PROBLEM TO WORK ON: Output each line of the material below verbatim, with no changes.

Data excerpts:
◆ ◆ ◆ ◆
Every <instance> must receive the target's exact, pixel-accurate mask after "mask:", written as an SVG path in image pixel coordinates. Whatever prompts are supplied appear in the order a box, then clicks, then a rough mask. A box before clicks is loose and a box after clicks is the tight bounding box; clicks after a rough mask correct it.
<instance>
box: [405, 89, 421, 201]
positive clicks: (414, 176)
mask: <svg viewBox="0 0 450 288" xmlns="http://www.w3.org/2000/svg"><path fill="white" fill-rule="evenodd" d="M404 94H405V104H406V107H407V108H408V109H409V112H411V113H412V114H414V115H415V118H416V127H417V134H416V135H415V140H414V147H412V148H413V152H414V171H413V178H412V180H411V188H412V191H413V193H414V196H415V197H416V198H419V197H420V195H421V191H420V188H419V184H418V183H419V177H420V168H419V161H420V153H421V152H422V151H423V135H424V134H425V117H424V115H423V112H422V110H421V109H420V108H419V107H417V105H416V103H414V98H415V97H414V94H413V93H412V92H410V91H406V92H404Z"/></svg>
◆ ◆ ◆ ◆
TASK RESPONSE:
Every <instance> must receive the target's exact, pixel-accurate mask after "mask:", written as an SVG path in image pixel coordinates. Whatever prompts are supplied appear in the order a box, then clicks, then a rough mask. A box before clicks is loose and a box after clicks is the tight bounding box; clicks after a rough mask correct it.
<instance>
box: [405, 89, 421, 201]
positive clicks: (414, 176)
mask: <svg viewBox="0 0 450 288" xmlns="http://www.w3.org/2000/svg"><path fill="white" fill-rule="evenodd" d="M404 94H405V104H406V107H407V108H408V109H409V112H411V113H412V114H414V115H415V118H416V127H417V134H416V135H415V140H414V147H412V148H413V152H414V171H413V178H412V180H411V188H412V191H413V193H414V196H415V197H416V198H419V197H420V195H421V191H420V188H419V184H418V183H419V177H420V168H419V161H420V153H421V152H422V151H423V135H424V134H425V117H424V115H423V112H422V110H421V109H420V108H419V107H417V105H416V103H414V98H415V97H414V94H413V93H412V92H410V91H406V92H404Z"/></svg>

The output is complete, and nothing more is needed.